=== WORK INSTRUCTIONS ===
Update the data below by changing every "habitat tally" to "species survey" and leaving everything else as it is. Omit the pictures from your answer.

=== RECORDED INFORMATION ===
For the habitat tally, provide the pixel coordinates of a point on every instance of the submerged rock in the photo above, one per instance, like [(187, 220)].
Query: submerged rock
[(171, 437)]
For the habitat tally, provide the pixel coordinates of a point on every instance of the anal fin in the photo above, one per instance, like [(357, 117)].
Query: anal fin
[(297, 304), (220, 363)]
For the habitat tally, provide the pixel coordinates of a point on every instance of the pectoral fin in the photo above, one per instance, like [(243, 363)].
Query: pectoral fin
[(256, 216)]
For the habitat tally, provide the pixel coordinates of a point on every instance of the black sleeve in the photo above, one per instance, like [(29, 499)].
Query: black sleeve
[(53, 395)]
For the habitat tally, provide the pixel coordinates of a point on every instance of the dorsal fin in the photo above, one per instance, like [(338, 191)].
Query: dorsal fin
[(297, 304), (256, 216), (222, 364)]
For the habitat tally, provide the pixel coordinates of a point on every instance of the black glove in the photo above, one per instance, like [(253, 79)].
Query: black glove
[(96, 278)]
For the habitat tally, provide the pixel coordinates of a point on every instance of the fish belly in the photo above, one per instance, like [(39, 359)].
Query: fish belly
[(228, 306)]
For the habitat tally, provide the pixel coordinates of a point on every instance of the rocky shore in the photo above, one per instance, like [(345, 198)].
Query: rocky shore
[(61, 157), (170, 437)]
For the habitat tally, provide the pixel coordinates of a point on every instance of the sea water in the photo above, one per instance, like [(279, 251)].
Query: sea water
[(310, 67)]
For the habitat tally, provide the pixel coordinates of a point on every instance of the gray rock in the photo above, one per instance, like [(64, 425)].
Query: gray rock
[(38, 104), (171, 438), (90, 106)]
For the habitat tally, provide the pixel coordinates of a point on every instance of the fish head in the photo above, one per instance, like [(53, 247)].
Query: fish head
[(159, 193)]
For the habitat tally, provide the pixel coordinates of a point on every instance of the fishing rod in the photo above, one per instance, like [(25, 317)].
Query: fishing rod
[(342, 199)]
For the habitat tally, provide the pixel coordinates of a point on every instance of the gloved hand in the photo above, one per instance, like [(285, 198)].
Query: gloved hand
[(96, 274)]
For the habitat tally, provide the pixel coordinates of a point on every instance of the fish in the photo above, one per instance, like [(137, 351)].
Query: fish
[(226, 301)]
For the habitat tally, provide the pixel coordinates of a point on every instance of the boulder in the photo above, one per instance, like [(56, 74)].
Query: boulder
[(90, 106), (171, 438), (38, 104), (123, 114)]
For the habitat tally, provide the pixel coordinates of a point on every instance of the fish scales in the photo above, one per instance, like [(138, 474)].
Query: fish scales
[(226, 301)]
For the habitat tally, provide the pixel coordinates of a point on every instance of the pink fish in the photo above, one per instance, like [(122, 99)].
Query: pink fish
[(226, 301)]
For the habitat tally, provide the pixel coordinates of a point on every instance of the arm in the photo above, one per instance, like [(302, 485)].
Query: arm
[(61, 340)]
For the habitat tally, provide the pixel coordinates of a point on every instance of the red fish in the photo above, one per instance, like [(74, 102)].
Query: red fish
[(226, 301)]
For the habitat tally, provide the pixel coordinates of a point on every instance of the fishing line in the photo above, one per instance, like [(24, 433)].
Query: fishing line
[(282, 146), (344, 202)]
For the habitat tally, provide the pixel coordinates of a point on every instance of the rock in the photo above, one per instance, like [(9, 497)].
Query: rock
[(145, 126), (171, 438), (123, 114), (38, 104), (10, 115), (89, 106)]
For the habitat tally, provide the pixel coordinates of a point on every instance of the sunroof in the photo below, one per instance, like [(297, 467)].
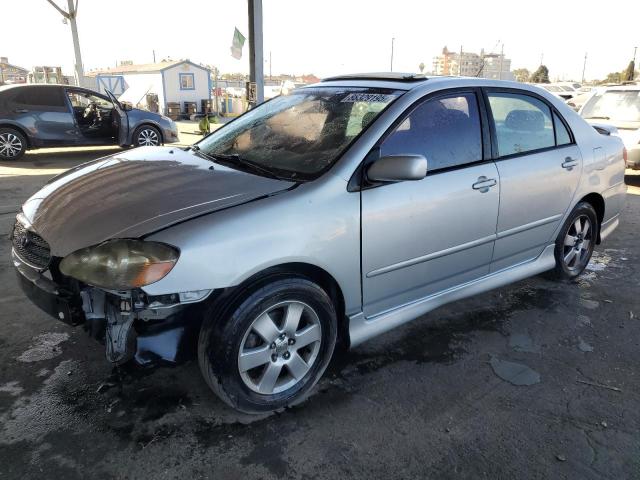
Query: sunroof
[(390, 76)]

=== SOLUTION TO THE PROBLEM ===
For the species survey, provide the pixel coordinates of a point on every instance of the submerged rock in the photo above, one per instance, like [(187, 220)].
Query: submerged rock
[(171, 437)]
For the species survey, provide the pixel coordinates of a point on every instance of the anal fin in the photo above, one per instance, like [(357, 117)].
Query: anal fin
[(297, 304), (220, 363)]
For the species survey, provide the pixel coordinates of a point on every instance of the pectoral fin in the photo above, one per instance, like [(243, 363)].
Query: pectoral fin
[(256, 216)]
For the species survey, provide the pixel coordinates of a point on every instance of the black sleeve in the photo above, one per instance, like [(29, 499)].
Query: black sleeve
[(53, 395)]
For the species survey, provide the pixel coordinates of a point on every instance of the dorsal fin in the photo above, one per instance, like [(338, 191)].
Query: dorsal fin
[(297, 304), (256, 216), (222, 364)]
For the species survey, provide the pixel coordinates of a point on every instance of the black glove in the photo above, one per instance, like [(253, 79)].
Query: black glove
[(96, 278)]
For the species survey, provide the pixel coordinates of a point on every instance of the fish belly in the photo above, one per instance, like [(39, 359)].
Query: fish belly
[(228, 306)]
For the species survey, provide the pixel coordinates of a point on every instance of the rocky shore in the photo above, one per instance, like [(345, 198)].
Query: rocky shore
[(61, 157), (170, 437)]
For the species survey, provide the pixel coordinates of a point on every instance of the sea water in the photo above, one per instance, like [(279, 251)].
Query: sea water
[(310, 67)]
For the species survey, provide the pixel coordinates of a point on every instance of the gray rock in the photo above, one per instance, like [(64, 425)].
Query: gray rock
[(38, 104), (171, 438), (90, 106)]
For the species survey, provide the pixel coordinates of a point on every instance of the fish head in the photo above, one per instance, like [(53, 247)].
Query: fish head
[(159, 193)]
For the species survey, provide the pixel coordinates of a point on every instance of the fishing rod in the photo above, one per instance, like [(25, 317)].
Query: fishing rod
[(342, 199)]
For the species survey, provide the pixel coordinates of a point on every instance of the gloved hand in the photo above, one per instance, like [(285, 198)].
Query: gloved hand
[(96, 274)]
For the species survey, provide the pixel coordinates of a point on every instance of the fish in the photo above, one per instance, like [(137, 351)].
Query: fish
[(226, 301)]
For the species survey, provide the pixel coordinates of a point on every instance of the boulder in the photo above, one per instance, like [(56, 74)].
Query: boulder
[(90, 106), (171, 438), (38, 104), (123, 114)]
For the species survey, provide the pixel coordinates of a point on every instance of the fish scales in the photo above, one per instance, like [(138, 474)].
Query: fish scales
[(226, 301)]
For the species survey, provide the pixel coordinates of a point on every instance of the pink fish in the photo above, one per instance, like [(122, 99)].
Query: pink fish
[(226, 301)]
For the species survey, provide the pixel coordinates of a point on every instance of the arm in the photo above, one per instance, like [(302, 485)].
Query: arm
[(61, 340)]
For the species survey, provide the pixel coordinates of a point on every instance of the red fish in the photo above, one per instance, like [(74, 102)].
Query: red fish
[(226, 301)]
For the species survey, provide the pixel coordinates of a point on every instance of the fishing line in the photo above, one per instance, like [(24, 433)].
Query: fishing line
[(282, 146), (344, 202)]
For the species survey, provide the pixel coordinates of a point on every instance of the rock in the photo above, one per instance, like [(9, 497)].
Query: rock
[(145, 126), (171, 438), (123, 114), (38, 104), (10, 115), (89, 106)]
For the species survey, provide the pixel coordinates of a point on every instance of the sunroof in the photo below, one per instance, like [(297, 467)].
Query: sunroof
[(390, 76)]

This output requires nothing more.